-- START RECORDS FOR THE EXERCISE --
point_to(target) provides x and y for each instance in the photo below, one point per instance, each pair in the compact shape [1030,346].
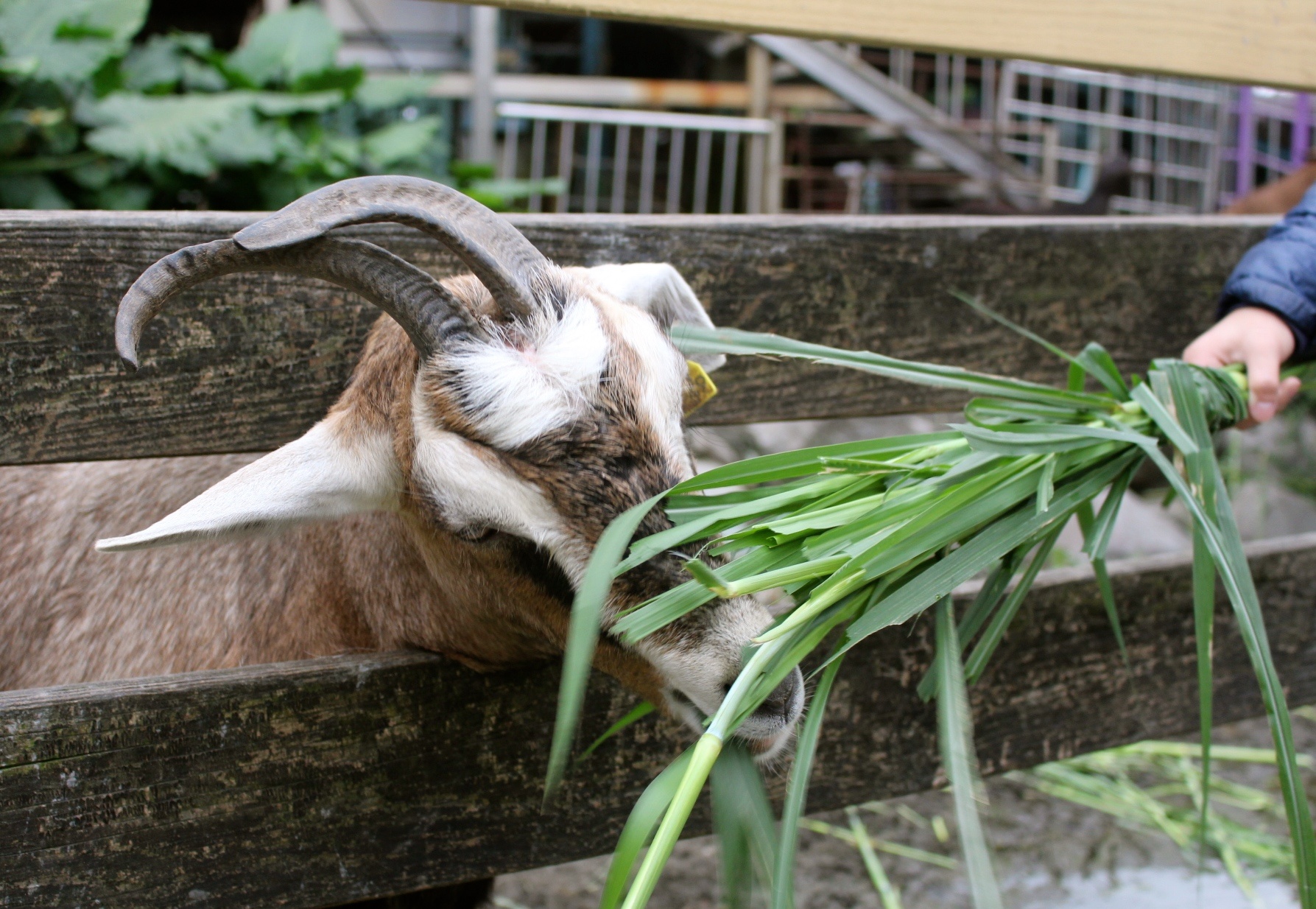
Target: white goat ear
[660,289]
[324,474]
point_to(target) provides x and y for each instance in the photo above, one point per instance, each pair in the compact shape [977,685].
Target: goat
[451,499]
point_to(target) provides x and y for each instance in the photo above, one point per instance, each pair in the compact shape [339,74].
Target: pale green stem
[692,780]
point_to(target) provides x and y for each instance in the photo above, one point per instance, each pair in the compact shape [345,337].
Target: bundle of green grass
[869,534]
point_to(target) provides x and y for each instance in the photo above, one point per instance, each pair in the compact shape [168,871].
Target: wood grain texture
[1248,41]
[249,362]
[316,783]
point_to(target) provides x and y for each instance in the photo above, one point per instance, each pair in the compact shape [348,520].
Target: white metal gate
[649,162]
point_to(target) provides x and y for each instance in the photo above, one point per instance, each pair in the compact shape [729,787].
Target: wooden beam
[636,92]
[249,362]
[316,783]
[1248,41]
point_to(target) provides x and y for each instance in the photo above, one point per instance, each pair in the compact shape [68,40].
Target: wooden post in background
[483,49]
[759,77]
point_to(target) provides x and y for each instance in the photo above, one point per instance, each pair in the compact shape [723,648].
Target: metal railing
[1170,130]
[638,161]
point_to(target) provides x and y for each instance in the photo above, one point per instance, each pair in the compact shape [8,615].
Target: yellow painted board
[1265,43]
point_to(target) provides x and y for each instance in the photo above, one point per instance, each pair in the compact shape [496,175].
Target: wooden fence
[316,783]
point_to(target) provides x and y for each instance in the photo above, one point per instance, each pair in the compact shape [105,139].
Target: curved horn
[499,254]
[429,315]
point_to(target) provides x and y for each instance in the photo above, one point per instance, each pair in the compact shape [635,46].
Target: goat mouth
[764,737]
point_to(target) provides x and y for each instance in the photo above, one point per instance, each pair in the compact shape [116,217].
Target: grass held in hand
[870,534]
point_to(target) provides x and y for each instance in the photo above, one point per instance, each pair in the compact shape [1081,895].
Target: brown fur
[376,582]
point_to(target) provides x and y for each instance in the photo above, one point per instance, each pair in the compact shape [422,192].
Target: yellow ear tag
[698,388]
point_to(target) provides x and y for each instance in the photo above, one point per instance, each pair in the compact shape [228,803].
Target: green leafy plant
[1162,787]
[865,536]
[90,120]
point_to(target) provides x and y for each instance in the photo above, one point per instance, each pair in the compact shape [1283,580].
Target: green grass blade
[644,817]
[979,611]
[742,818]
[669,607]
[1006,614]
[1203,622]
[1225,549]
[877,874]
[692,340]
[583,636]
[954,728]
[1095,361]
[636,713]
[702,759]
[1088,525]
[1097,541]
[804,462]
[988,545]
[797,792]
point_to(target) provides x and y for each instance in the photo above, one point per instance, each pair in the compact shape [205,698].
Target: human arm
[1267,311]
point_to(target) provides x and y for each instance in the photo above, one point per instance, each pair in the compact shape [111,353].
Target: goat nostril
[787,699]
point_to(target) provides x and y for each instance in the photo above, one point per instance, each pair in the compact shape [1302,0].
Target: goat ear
[660,289]
[324,474]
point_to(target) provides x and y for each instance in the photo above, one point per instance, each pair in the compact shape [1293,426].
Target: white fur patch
[518,393]
[479,494]
[658,289]
[320,475]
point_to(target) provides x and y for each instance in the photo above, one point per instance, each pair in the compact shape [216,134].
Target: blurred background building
[635,117]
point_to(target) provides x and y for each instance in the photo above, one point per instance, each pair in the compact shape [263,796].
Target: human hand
[1261,341]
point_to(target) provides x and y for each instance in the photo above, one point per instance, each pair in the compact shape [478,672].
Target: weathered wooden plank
[1250,41]
[249,362]
[309,785]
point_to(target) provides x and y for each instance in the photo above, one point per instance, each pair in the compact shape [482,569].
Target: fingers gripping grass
[870,534]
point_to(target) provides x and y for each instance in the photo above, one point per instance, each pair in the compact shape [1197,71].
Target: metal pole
[1302,128]
[759,74]
[1245,142]
[483,48]
[773,172]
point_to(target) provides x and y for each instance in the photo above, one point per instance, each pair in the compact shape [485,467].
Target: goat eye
[478,534]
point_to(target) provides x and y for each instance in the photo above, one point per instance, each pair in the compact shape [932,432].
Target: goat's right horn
[499,254]
[429,315]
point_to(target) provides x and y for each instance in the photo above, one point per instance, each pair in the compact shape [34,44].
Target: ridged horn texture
[429,315]
[504,261]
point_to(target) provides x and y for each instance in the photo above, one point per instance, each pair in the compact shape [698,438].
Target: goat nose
[786,703]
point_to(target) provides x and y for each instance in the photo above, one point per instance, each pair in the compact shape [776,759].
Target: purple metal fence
[1272,132]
-- END RECORDS FOR THE EXERCISE --
▸ YOUR GOAL
All the lines above are to be reproduced exactly, except the pictures.

▸ TASK OUTPUT
point_to(target) provides x and y for each instance in the photo below, one point per instance, each pair in the compact shape [1030,346].
Target: white goat ear
[660,289]
[324,474]
point_to(target) provides x and y for each instance in the photo above, one point per instance, each pair in the compact shape [977,685].
Target: goat
[451,499]
point_to(target) provides x and y for each instance in the photo above, one point per instance, each pair in the compact shape [339,74].
Target: pale green stem
[692,780]
point_to(target) provides x and y for each instance in the photo above, one point per instance, each pair in the compact shape [345,337].
Target: bundle of green grass
[869,534]
point_to(target) provides x and y for each instance in the photo above, one point per instance, each pair in the compact shape [168,871].
Target: wood grain texture
[1248,41]
[249,362]
[316,783]
point_to(target) provides x and y for each instance in the photo above, one point per instance, each pair in the compact shape [348,520].
Target: white metal gate
[649,162]
point_to(target) provides x and y for each instance in the photo above, one point per instance, each pair in the compact shape [729,787].
Target: wooden beam
[636,92]
[249,362]
[316,783]
[1248,41]
point_to(target) provides x and y for each instance in the photo above, one point per instance, each pair in the compact shape [68,40].
Target: wooden post in background
[483,49]
[759,77]
point_to(target) provides x and y for each instance in the photo above, one point per instance, each pair in the compact shape [723,648].
Target: metal railing
[1170,130]
[638,161]
point_to(target) provides x and y for each instance in the photo above, one point per instance, each pair in the compact shape [8,615].
Target: yellow painted board
[1265,43]
point_to(target) provides x and y for each instance in the photo above, one point per instance, each pair in the compact shape [496,175].
Target: wooden fence
[316,783]
point_to(target) provides x and y for each instance in the photo above, one point per instance, each pair in the compact shape [105,139].
Target: curved horn
[499,254]
[429,315]
point_to(target) provides x and y for each instance in the photo above, one point per instance, each pair in the compact shape [635,46].
Target: goat mouth
[764,737]
point_to(target) provides x and y for each instance in the photo above, one point per instance, each pair in the compact shape [116,217].
Target: grass held in hand
[870,534]
point_to(target) provides x and y for each instance in the photo above, one point per instance, each pair in the compact shape [1081,895].
Target: brown fur
[376,582]
point_to(target) provides x and y for each instance in the photo above, one point per instance, each pair in the compact shape [422,192].
Target: yellow ear tag
[698,388]
point_to(target) provides x and y for each instance in the photo above, one point per instance, each pair in the compact shape [228,803].
Target: green leafy plant
[1162,787]
[865,536]
[90,120]
point_to(target) provides x and y for each instance in the photo above, one point per instance, each pair in the compact shape [1283,580].
Target: green grass blade
[644,817]
[979,611]
[742,818]
[669,607]
[1006,614]
[1203,622]
[1225,549]
[877,874]
[692,340]
[583,636]
[954,728]
[1095,361]
[636,713]
[702,759]
[1088,525]
[1097,541]
[804,462]
[988,545]
[797,792]
point_to(target) provides x and y for each instance in the photo above, one point per instance, each pair in the compact shape [205,698].
Target: human arm
[1267,311]
point_to(target) provides x and y for each instance in the photo above, one point per instance, each pair in the compact shape [111,353].
Target: goat nostril
[787,699]
point_to(target) provides x and y for each instance in the photo above, one point per instance, each pair in the compact shape [1302,0].
Target: goat ear
[660,289]
[324,474]
point_to(target) provides x and y for each instance in the photo above, one point per instance, each pair in the compact shape [1293,426].
Target: white fur patch
[518,393]
[479,494]
[658,289]
[320,475]
point_to(target) provides x and y for each instance in the photo above, one point per instance, each pair in the compact shape [216,134].
Target: blurred background building
[635,117]
point_to(target) provides x and y for each instance in the photo above, one point per instance, each pair in the compact shape [263,796].
Target: human hand
[1261,341]
point_to(target) provides x and y for each instance in the photo above, one point per instance, each pair in the compact shape [478,672].
Target: weathered wooden plank
[1250,41]
[249,362]
[309,785]
point_to(target) provides x and y for each instance in the photo above, one point per instance, each pair in the compact shape [482,569].
Target: fingers gripping grass
[870,534]
point_to(target) provides x and y for each instance in the photo above, one point per instance, each pair in the compact shape [1197,71].
Target: metal pole
[1302,128]
[759,74]
[1245,142]
[483,48]
[773,172]
point_to(target) provides x and y for each instance in the photo above, one point per instance, each pair in the compact shape [485,467].
Target: goat eye
[478,534]
point_to(target) provides x and y for each instance in the photo above, one point per instance, each pair in the compact shape [932,432].
Target: goat's right horn
[499,254]
[429,315]
point_to(target) provides x and y for each instance in the photo above, one point per instance, each pair in the compact shape [34,44].
Target: ridged horn texture
[429,315]
[504,261]
point_to(target) provides x and y for each instance in the photo above, one point per instance, each pair in the compact shape [698,438].
Target: goat nose
[786,703]
point_to(target) provides x and y for each instance in the photo above, one point per instance, each pair in the compact shape [776,759].
Target: purple metal fence
[1272,132]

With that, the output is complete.